### What is asked
Restate the entries word for word, omitting nothing.

▼

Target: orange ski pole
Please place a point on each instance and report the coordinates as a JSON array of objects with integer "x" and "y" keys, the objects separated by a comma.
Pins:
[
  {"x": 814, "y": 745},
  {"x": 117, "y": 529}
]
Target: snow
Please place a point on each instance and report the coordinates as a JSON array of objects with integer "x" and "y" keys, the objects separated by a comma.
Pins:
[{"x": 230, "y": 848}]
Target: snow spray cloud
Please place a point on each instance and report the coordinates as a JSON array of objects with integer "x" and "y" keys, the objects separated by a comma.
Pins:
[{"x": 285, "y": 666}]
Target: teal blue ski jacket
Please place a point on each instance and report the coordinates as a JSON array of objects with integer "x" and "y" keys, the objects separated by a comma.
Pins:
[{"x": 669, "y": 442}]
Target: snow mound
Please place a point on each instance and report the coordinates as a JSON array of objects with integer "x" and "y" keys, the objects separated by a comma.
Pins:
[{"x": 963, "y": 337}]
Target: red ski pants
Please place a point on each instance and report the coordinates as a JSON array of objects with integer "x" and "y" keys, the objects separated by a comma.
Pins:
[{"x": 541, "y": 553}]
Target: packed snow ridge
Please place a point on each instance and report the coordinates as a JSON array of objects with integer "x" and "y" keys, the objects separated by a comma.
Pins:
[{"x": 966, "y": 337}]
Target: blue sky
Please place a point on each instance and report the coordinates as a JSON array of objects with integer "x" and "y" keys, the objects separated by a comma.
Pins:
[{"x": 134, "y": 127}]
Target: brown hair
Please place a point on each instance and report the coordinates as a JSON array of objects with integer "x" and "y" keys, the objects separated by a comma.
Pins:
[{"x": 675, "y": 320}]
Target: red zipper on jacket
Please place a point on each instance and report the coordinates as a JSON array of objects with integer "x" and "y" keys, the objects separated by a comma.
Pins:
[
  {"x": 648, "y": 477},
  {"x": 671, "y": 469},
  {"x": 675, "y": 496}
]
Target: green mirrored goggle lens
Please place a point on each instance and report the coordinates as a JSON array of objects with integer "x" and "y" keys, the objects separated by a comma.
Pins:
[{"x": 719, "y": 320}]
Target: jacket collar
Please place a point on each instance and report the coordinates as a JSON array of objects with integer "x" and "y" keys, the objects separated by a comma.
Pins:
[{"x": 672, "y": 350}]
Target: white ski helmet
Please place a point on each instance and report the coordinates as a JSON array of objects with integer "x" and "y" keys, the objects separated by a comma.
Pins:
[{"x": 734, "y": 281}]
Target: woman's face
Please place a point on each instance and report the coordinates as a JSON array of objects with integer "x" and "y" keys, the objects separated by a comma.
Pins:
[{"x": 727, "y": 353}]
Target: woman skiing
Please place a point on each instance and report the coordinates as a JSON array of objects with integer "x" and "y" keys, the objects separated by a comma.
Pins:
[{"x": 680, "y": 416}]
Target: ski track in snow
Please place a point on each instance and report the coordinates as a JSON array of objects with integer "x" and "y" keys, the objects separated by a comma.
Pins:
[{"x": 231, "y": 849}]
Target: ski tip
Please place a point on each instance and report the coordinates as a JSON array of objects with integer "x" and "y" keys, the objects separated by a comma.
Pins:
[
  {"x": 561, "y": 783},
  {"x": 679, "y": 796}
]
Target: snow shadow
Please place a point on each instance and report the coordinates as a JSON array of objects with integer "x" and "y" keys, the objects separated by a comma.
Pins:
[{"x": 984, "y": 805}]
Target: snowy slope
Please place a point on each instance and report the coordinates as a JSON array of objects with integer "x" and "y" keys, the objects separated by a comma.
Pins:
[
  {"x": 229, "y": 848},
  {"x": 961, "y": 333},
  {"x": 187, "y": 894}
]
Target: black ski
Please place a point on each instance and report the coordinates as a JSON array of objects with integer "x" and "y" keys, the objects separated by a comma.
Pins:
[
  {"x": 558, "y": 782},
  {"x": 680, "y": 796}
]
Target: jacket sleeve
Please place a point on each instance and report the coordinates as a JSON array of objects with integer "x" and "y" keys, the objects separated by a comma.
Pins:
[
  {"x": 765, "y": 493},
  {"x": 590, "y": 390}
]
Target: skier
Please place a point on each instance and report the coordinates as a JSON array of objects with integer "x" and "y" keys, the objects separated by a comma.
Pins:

▲

### The answer
Target: orange ski pole
Please place a point on each instance and report the coordinates as a JSON array of objects with integer "x" and "y" keys, the objects separated by a comma.
Pins:
[
  {"x": 814, "y": 745},
  {"x": 117, "y": 529}
]
Target: snow
Please place a point on each instance and report the coordinates as a JSON array of objects with integer "x" and "y" keys, the objects separated by a comma.
Pins:
[{"x": 230, "y": 848}]
Target: snow spray cloud
Please place a point on each instance and report the coordinates as a JSON array of objects with integer "x" and "y" keys, the objects separated by a comma.
Pins:
[{"x": 285, "y": 666}]
Target: teal blue ski jacket
Please place a point on each instance and report the coordinates as a JSON array of objects with integer "x" and "y" keys, the objects separated by a comma.
Pins:
[{"x": 669, "y": 442}]
Target: snow mound
Please place a point on each instance and report the coordinates as a JSON array of objects with integer "x" and "y" keys, the objects separated by a comma.
Pins:
[{"x": 963, "y": 337}]
Target: red ski pants
Please place a point on each instance and report the coordinates as a JSON array of objects with integer "x" and "y" keys, the objects separated by a comma.
Pins:
[{"x": 541, "y": 553}]
Target: packed snow ridge
Please place a point on each instance and report the coordinates as a JSON array of objects with integer "x" and "y" keys, the objects separated by a comma.
Pins:
[{"x": 966, "y": 337}]
Target: blue sky
Please place a point on each instance and report the coordinates as a JSON array of objects with integer "x" and "y" keys, the objects separated by a comma.
Pins:
[{"x": 134, "y": 127}]
Target: brown hair
Please place a point on each instance and report the coordinates as a JSON array of objects with integer "x" and "y" keys, the objects separated by a comma.
Pins:
[{"x": 675, "y": 320}]
Target: red zipper on jacket
Please place a point on each instance and report the coordinates as a JSON array of objects with integer "x" and "y" keys, the objects separated by a comma.
Pins:
[
  {"x": 648, "y": 477},
  {"x": 671, "y": 469},
  {"x": 675, "y": 496}
]
Target: green mirrored goggle lens
Please place a point on each instance and report the coordinates as a JSON array of objects with integer "x" and "y" keys, the objects separated by a comma.
Pins:
[{"x": 719, "y": 320}]
Target: jacket collar
Please place a point on each instance and report the coordinates as a JSON array of objects with integer "x" and "y" keys, the objects separated by a comma.
Pins:
[{"x": 672, "y": 350}]
Target: white ski helmet
Please place a point on each instance and report the coordinates as a JSON array of objects with integer "x" and "y" keys, the objects separated by a comma.
Pins:
[{"x": 734, "y": 281}]
Target: woman's face
Please place a point on each instance and report the coordinates as a JSON array of objects with integer "x" and "y" keys, the objects separated by a comma.
Pins:
[{"x": 727, "y": 353}]
Target: woman skiing
Please place a point on each instance and report the coordinates as a JSON array of objects with integer "x" and "y" keys, the objects separated by a comma.
Pins:
[{"x": 680, "y": 416}]
Target: ski track in snow
Please place a point on each instance and report the coordinates as a JSON array of objects with integer "x" and "y" keys, the objects separated by a comma.
Pins:
[{"x": 231, "y": 849}]
Target: ski tip
Please place a point on each instance and report the coordinates as a JSON array of objects with integer "x" and "y" keys, the objects separated by a comma.
Pins:
[
  {"x": 561, "y": 783},
  {"x": 679, "y": 796}
]
Target: snow shadow
Please place a point on each instance and report the coordinates as a JSON array of objects with integer "x" and "y" keys, the objects separated by a comma.
Pins:
[{"x": 984, "y": 805}]
Target: snowy slope
Please place a point on each instance and report the coordinates as a JSON array of objects with integer "x" and "y" keys, the objects separated by a comma.
Pins:
[
  {"x": 229, "y": 848},
  {"x": 961, "y": 333},
  {"x": 187, "y": 894}
]
Target: black ski
Please place a point on each instance and report the coordinates as a JSON array of objects with integer "x" and "y" keys, the objects separated by a comma.
Pins:
[
  {"x": 558, "y": 782},
  {"x": 680, "y": 796}
]
Target: jacket sleeve
Please place a point on each instance and report the coordinates as a JSON array of objects with integer "x" and "y" keys, the objects separated by a comma.
Pins:
[
  {"x": 765, "y": 493},
  {"x": 590, "y": 390}
]
Target: skier
Please place a point on each instance and report the coordinates as a JSON array of objects with integer "x" and "y" keys, the objects separated by a comma.
Pins:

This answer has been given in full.